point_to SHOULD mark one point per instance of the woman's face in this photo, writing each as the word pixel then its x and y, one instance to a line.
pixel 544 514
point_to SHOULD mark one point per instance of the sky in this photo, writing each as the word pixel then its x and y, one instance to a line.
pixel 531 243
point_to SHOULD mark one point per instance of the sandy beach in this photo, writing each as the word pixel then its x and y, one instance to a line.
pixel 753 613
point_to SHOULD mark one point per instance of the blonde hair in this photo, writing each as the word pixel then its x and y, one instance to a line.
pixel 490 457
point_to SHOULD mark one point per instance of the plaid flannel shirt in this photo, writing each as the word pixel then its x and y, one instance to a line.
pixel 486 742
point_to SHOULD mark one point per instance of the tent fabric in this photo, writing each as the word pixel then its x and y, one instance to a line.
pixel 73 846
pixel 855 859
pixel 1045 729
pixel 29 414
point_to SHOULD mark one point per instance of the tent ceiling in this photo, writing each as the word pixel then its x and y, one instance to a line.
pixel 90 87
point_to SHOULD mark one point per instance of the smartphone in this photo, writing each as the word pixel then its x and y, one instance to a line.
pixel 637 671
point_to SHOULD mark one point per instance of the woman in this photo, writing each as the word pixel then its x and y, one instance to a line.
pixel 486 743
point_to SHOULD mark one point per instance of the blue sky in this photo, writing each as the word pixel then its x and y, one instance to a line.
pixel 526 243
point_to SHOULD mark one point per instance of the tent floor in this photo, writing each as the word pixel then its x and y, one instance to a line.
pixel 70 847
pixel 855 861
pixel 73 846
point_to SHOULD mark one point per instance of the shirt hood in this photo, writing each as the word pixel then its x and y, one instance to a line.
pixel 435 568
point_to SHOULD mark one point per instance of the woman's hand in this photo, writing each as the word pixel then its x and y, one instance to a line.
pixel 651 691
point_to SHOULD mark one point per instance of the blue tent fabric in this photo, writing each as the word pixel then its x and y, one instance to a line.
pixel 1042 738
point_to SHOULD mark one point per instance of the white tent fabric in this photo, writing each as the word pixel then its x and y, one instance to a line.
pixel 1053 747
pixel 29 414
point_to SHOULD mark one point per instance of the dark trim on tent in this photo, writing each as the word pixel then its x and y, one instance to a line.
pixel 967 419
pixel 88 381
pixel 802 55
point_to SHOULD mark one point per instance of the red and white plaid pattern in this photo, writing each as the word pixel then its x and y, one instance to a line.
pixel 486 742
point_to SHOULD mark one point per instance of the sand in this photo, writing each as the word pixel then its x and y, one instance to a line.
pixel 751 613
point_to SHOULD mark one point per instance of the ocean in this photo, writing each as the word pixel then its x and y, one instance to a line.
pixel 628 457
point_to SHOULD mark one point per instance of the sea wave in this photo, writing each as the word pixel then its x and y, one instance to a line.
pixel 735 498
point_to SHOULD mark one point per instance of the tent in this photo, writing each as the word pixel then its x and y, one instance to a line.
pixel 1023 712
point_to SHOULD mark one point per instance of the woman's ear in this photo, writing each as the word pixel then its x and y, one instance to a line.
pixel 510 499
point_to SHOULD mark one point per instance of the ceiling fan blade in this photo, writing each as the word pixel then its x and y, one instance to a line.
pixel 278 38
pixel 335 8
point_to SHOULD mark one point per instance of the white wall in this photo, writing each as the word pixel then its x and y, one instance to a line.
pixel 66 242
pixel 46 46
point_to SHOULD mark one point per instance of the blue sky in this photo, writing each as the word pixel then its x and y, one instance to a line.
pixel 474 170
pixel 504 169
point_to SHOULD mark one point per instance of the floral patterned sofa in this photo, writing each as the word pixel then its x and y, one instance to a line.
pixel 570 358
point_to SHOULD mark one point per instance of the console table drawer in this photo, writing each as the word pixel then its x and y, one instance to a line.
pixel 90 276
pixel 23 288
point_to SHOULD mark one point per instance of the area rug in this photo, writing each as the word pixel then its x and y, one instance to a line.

────

• Yapılacak iş: Yukarıdaki girdileri yeniden yazın; "one instance to a line" ifadesinin yerine "one instance per line" koyun, başka hiçbir şeyi değiştirmeyin.

• Cevap:
point_to SHOULD mark one point per instance of the woman's face in this photo, writing each as the word pixel then its x and y, one instance per line.
pixel 544 514
point_to SHOULD mark one point per instance of the sky in this photo, writing each as the word pixel then its x and y, one instance per line.
pixel 531 243
point_to SHOULD mark one point per instance of the sandy beach in this photo, writing each as the word pixel then its x and y, one instance per line.
pixel 753 613
point_to SHOULD mark one point per instance of the blonde hair in this photo, writing each as the word pixel then its x and y, one instance per line.
pixel 490 457
point_to SHOULD mark one point per instance of the plaid flannel shirt in this photo, writing each as the word pixel then its x and y, one instance per line.
pixel 486 742
point_to SHOULD mark one point per instance of the tent fabric in this photo, writing each as the word pixel then its x and y, one instance per line.
pixel 73 846
pixel 855 859
pixel 1045 729
pixel 29 414
point_to SHOULD mark one point per instance of the tent ceiling in this photo, writing each as the word pixel then its x and y, one instance per line.
pixel 90 87
point_to SHOULD mark one point per instance of the smartphone in this photo, writing each as the word pixel then its x and y, one instance per line.
pixel 637 671
point_to SHOULD mark one point per instance of the woman in this photo, writing each as the word pixel then its x and y, one instance per line.
pixel 486 743
point_to SHOULD mark one point per instance of the blue sky in this photo, writing each as the word pixel then its x and y, one instance per line.
pixel 526 243
point_to SHOULD mark one point per instance of the tent floor in this photo, writing each as the word pixel then its x and y, one instance per line.
pixel 70 847
pixel 855 861
pixel 73 846
point_to SHOULD mark one point per instance of the shirt hood in this photo, writing each as the word pixel then its x and y, one instance per line.
pixel 435 568
point_to SHOULD mark one point per instance of the woman's hand in this photo, writing each as the word pixel then its x and y, one instance per line.
pixel 651 691
point_to SHOULD mark one point per instance of the blue tent fabric in this photo, writing each as the word pixel then its x and y, one instance per line.
pixel 1042 738
point_to SHOULD mark one point per instance of the white tent fabric in this photo, writing each as the word pixel then its x and y, one instance per line.
pixel 1053 747
pixel 29 414
point_to SHOULD mark one point per instance of the dark trim on tent in this photo, writing each as the word pixel then its x and y, one instance per line.
pixel 967 419
pixel 88 381
pixel 802 55
point_to SHOULD mark one point per instance of the red and white plaid pattern in this photo, writing each as the word pixel then its x and y, one instance per line.
pixel 486 742
point_to SHOULD mark one point per instance of the sand in this photo, writing each as the word pixel then its x and y, one instance per line.
pixel 751 613
point_to SHOULD mark one point per instance of the ocean in this photo, writing each as the word pixel then its x and y, one instance per line.
pixel 628 457
point_to SHOULD mark one point per instance of the sea wave in this photo, writing each as the word pixel then its x and y, one instance per line.
pixel 735 498
point_to SHOULD mark one point per instance of the tent in this photo, writing each as the word pixel then its x and y, one instance per line.
pixel 1023 712
point_to SHOULD mark one point per instance of the woman's ear in this photo, writing each as the word pixel then its x and y, one instance per line.
pixel 510 499
point_to SHOULD mark one point per instance of the ceiling fan blade in this photo, writing each as the word pixel then its x and y, one instance per line.
pixel 278 38
pixel 335 8
point_to SHOULD mark one point per instance of the white wall in this photo, writing each as the word pixel then its x and y, one instance per line.
pixel 66 242
pixel 46 46
point_to SHOULD mark one point per instance of the blue sky in this photo, writing each as the word pixel then its x and y, one instance per line.
pixel 474 170
pixel 504 169
point_to SHOULD mark one point per instance of the floral patterned sofa in this photo, writing each as the word pixel then its x and y, one instance per line.
pixel 570 358
point_to SHOULD mark one point per instance of the console table drawer in this photo, writing each as the word pixel then its x and y, one instance per line.
pixel 90 276
pixel 23 288
point_to SHOULD mark one point per instance of the area rug in this photo, writing each as the word pixel then its x and y, one instance per line.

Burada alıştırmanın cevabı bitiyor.